Consigne. Recopiez tel quel le passage de l'extrait sur le marché aux légumes qui s'ouvre sur les mots contenant "Le marché aux" et se termine par "défend Djelika Koné.".

Le marché aux légumes est concurrentiel à cause du surnombre des vendeuses. La règle est donc simple : premier venu, premier servi. Il faut venir tôt pour choisir de bons légumes avant les autres. « Certaines femmes viennent d’autres marchés acheter les produits ici. Sans compter celles qui exportent vers d’autres pays. Si on ne vient pas vite, on risque de passer à côté des bonnes affaires », défend Djelika Koné.
Astan Coulibaly, vendeuse de légumes, est assise un peu plus loin. Elle s’est spécialisée dans la vente en gros. Elle sillonne certains villages producteurs de légumes pour faire ses stocks de produits. Parée d’un boubou bleu, elle vient de conclure une affaire. La dame compte machinalement une liasse de billets qu’elle range minutieusement dans un sac, lequel aussi vite camouflé sous un pli du boubou. La prudence est de mise, pour qui connait la réputation des pickpockets du marché. « Nous vendons en gros aux détaillants, explique-t-elle. Nous allons chercher les légumes à Sikasso(Kénédougou) et à Ségou pour approvisionner les marchés de Bamako ».
Le transport des produits à partir des lieux de production à Bamako engendre des coûts importants, selon la commerçante. Ce qui l’amène à décrier les multiples taxations aux postes de contrôle dont les commerçantes se disent victimes. « On est obligés de payer à chaque poste pour faire passer nos produits, c’est pénible pour nous », se plaint-elle. Astan décrit un autre problème majeur auquel font face les vendeuses. Selon elle, certains types d’engrais utilisés par les producteurs ces dernières années favorisent la décomposition rapide des légumes. « Avant les légumes pouvaient faire trois jours sans se détériorer. Mais maintenant nous sommes obligés d’écouler les produits en un jour au risque de faire d’énormes pertes », avance-t-elle.

Lignes fournies.

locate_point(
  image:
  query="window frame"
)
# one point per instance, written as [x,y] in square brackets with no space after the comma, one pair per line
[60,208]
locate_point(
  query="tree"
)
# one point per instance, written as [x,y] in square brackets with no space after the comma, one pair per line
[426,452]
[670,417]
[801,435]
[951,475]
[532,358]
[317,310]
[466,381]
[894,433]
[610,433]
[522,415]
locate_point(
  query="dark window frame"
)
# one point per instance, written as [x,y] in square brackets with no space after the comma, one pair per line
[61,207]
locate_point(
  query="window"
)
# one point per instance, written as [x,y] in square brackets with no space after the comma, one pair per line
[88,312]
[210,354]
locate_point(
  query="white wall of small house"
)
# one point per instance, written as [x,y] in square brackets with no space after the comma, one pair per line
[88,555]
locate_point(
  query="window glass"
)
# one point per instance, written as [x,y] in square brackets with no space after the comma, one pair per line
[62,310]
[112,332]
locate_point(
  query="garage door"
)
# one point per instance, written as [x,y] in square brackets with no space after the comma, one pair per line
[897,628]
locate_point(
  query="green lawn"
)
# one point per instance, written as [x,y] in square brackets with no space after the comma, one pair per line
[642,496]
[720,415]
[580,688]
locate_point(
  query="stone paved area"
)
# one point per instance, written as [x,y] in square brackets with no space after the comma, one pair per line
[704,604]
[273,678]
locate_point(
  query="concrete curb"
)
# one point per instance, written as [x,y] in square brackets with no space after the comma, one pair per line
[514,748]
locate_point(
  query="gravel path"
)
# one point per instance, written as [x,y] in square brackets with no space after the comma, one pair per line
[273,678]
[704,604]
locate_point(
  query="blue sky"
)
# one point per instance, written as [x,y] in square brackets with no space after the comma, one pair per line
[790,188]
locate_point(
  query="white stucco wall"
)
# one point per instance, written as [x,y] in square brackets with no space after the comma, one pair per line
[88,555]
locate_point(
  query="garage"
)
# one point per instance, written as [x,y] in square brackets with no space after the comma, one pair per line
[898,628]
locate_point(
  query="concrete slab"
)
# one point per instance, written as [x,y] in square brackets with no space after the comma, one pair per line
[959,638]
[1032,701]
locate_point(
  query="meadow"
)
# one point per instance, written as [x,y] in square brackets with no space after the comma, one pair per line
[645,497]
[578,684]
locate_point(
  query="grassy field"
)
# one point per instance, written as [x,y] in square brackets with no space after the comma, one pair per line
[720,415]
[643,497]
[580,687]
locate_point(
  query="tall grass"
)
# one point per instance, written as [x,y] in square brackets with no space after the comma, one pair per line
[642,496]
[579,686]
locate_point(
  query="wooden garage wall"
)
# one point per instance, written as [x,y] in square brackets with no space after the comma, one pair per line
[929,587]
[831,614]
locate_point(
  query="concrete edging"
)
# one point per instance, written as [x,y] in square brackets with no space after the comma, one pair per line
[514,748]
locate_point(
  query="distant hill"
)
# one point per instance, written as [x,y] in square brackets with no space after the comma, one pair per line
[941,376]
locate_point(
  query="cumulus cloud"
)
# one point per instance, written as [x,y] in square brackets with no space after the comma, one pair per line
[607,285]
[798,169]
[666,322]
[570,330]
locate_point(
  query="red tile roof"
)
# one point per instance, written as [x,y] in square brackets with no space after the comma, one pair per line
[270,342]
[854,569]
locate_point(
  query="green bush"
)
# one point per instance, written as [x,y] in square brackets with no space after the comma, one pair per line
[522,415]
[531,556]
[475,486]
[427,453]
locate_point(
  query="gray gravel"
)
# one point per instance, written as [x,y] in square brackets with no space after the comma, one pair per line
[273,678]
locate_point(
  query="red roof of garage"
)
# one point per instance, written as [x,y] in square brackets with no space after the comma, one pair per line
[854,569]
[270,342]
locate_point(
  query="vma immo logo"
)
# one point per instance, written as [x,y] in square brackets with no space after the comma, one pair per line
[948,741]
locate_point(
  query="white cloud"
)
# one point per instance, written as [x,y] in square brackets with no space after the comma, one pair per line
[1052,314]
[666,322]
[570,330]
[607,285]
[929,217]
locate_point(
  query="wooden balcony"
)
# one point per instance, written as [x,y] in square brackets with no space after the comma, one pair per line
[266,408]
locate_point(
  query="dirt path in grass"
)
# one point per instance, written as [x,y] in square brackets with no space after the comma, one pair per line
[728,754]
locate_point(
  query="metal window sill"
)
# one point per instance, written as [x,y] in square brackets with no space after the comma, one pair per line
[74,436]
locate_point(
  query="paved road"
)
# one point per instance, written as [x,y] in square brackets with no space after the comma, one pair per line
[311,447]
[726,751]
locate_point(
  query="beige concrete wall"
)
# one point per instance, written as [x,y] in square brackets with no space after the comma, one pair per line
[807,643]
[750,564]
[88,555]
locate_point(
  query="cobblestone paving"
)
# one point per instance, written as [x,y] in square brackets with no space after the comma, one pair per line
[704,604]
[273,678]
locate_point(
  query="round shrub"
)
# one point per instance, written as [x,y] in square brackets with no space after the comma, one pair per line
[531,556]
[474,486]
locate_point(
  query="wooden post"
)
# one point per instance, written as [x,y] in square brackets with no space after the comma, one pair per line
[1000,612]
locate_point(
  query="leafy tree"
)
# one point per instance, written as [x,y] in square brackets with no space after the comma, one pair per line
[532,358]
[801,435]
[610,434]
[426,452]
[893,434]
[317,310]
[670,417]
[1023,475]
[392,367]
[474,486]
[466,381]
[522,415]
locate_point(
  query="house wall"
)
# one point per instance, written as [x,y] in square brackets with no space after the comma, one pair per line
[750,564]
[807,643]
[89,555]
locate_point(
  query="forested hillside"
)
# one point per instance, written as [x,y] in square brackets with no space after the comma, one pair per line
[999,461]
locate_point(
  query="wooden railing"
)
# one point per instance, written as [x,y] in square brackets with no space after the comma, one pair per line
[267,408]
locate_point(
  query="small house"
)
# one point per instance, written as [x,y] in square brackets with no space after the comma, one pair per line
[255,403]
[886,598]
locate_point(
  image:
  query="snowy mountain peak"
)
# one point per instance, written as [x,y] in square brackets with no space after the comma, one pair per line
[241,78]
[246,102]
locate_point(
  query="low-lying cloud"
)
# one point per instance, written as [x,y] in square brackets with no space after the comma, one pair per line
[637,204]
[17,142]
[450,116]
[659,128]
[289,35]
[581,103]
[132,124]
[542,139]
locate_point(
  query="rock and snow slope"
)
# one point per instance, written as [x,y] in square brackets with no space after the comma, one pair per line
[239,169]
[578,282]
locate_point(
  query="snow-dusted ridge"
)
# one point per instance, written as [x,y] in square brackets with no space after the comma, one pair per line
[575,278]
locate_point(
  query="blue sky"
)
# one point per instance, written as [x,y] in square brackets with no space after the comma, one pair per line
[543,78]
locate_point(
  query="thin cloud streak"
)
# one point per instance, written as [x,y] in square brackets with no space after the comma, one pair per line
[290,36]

Réponse attendue.
Le marché aux légumes est concurrentiel à cause du surnombre des vendeuses. La règle est donc simple : premier venu, premier servi. Il faut venir tôt pour choisir de bons légumes avant les autres. « Certaines femmes viennent d’autres marchés acheter les produits ici. Sans compter celles qui exportent vers d’autres pays. Si on ne vient pas vite, on risque de passer à côté des bonnes affaires », défend Djelika Koné.